● **Work to complete**
The whole listing, repeated exactly, is what this task asks for.

● **Given records**
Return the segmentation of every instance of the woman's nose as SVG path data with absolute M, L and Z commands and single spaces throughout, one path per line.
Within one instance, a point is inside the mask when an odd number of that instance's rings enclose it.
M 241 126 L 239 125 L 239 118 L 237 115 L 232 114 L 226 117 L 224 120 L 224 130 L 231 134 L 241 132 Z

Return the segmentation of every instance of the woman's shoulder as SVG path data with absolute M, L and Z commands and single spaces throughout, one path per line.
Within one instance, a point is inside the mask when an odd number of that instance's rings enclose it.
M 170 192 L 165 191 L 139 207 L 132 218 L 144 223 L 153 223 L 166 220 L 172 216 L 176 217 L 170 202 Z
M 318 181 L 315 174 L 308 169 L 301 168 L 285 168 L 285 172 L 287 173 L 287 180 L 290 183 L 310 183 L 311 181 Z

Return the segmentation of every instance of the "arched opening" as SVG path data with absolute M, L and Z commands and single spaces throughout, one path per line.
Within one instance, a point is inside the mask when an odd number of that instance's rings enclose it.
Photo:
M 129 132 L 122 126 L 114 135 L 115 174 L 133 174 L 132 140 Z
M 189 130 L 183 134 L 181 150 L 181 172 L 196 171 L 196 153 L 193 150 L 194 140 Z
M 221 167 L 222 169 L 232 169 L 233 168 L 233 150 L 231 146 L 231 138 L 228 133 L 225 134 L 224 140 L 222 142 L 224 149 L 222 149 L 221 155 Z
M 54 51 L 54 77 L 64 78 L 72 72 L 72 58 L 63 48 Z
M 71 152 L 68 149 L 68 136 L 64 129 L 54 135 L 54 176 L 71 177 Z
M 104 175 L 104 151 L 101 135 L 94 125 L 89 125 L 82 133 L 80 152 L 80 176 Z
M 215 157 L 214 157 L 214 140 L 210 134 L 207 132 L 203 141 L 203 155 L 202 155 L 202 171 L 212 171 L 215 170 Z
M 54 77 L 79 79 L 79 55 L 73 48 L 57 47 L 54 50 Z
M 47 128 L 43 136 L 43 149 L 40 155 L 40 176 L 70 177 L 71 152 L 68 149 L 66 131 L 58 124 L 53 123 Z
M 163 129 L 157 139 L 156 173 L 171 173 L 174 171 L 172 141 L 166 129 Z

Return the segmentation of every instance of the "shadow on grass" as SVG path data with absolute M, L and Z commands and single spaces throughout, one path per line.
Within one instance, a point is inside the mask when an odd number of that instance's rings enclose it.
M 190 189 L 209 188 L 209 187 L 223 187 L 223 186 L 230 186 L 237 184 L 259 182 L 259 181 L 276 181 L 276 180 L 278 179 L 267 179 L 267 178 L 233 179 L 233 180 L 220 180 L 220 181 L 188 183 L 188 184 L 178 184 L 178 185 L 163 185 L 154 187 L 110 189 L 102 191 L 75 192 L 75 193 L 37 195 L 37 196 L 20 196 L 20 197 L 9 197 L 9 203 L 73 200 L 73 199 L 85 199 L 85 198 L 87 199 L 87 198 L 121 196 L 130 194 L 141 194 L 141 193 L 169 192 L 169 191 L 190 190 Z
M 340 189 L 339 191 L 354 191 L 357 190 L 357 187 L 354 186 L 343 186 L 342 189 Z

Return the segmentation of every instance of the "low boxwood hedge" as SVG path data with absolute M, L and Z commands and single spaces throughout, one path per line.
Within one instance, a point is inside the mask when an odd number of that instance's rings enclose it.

● **Answer to the problem**
Return the segmentation of every instance of the woman's nose as SVG path data with absolute M, L and Z commands and single spaces throughout, one path per line.
Within one instance, a point is inside the mask when an odd number of that instance's rings enclose it.
M 241 126 L 239 125 L 239 118 L 237 115 L 232 114 L 226 117 L 224 120 L 224 130 L 231 134 L 241 132 Z

Return the segmentation of every instance of the woman's shoulder as SVG path data with absolute M, L and Z commands and single spaces throughout, one path per line.
Within one instance, a point is inside the mask when an odd number of that instance's rings enclose it.
M 170 192 L 165 191 L 139 207 L 132 218 L 144 223 L 153 223 L 166 220 L 172 216 L 176 217 L 170 202 Z
M 318 181 L 315 174 L 308 169 L 301 168 L 285 168 L 285 172 L 287 173 L 287 180 L 290 183 L 310 183 L 311 181 Z

Return the segmentation of every instance of the "arched opening" as SVG path data with absolute M, L and Z commands and single spaces throughout, one path per line.
Within one instance, a point is inside the mask when an odd number of that instance's rings enclose it.
Photo:
M 129 132 L 122 126 L 114 135 L 115 174 L 133 174 L 132 140 Z
M 189 130 L 183 134 L 181 150 L 181 172 L 196 171 L 196 153 L 193 150 L 194 140 Z
M 221 167 L 222 169 L 232 169 L 233 168 L 233 150 L 231 146 L 231 138 L 228 133 L 225 134 L 224 140 L 222 142 L 224 149 L 222 149 L 221 155 Z
M 54 51 L 54 77 L 64 78 L 72 72 L 72 58 L 63 48 Z
M 71 152 L 68 149 L 68 136 L 64 129 L 54 135 L 54 176 L 71 177 Z
M 104 175 L 104 151 L 101 135 L 94 125 L 89 125 L 82 133 L 80 152 L 80 176 Z
M 215 157 L 214 157 L 214 140 L 210 134 L 207 132 L 203 141 L 203 155 L 202 155 L 202 171 L 212 171 L 215 170 Z
M 54 77 L 79 79 L 79 55 L 73 48 L 57 47 L 54 50 Z
M 47 128 L 43 136 L 43 149 L 40 155 L 40 176 L 70 177 L 71 152 L 68 149 L 66 131 L 58 124 L 53 123 Z
M 163 129 L 157 139 L 156 173 L 171 173 L 174 171 L 172 141 L 166 129 Z

Return the segmentation of every instance of the "shadow on grass" as SVG path data with absolute M, L and Z commands and single spaces throughout, one path per line.
Within one instance, a point is inside the mask when an odd number of that instance's rings enclose it.
M 190 189 L 209 188 L 209 187 L 223 187 L 223 186 L 230 186 L 237 184 L 259 182 L 259 181 L 276 181 L 276 180 L 278 179 L 267 179 L 267 178 L 233 179 L 233 180 L 220 180 L 220 181 L 188 183 L 188 184 L 178 184 L 178 185 L 163 185 L 154 187 L 110 189 L 102 191 L 75 192 L 75 193 L 37 195 L 37 196 L 20 196 L 20 197 L 9 197 L 9 203 L 73 200 L 73 199 L 85 199 L 85 198 L 87 199 L 87 198 L 121 196 L 130 194 L 141 194 L 141 193 L 169 192 L 169 191 L 190 190 Z
M 340 189 L 339 191 L 354 191 L 357 190 L 357 187 L 354 186 L 343 186 L 342 189 Z

Return the segmentation of every instance of the "low boxwood hedge" as SVG path data with absolute M, L and Z commands and single spaces throughout, one path per line.
Within one instance, a point is inside the mask when an odd number of that instance's rings enclose it.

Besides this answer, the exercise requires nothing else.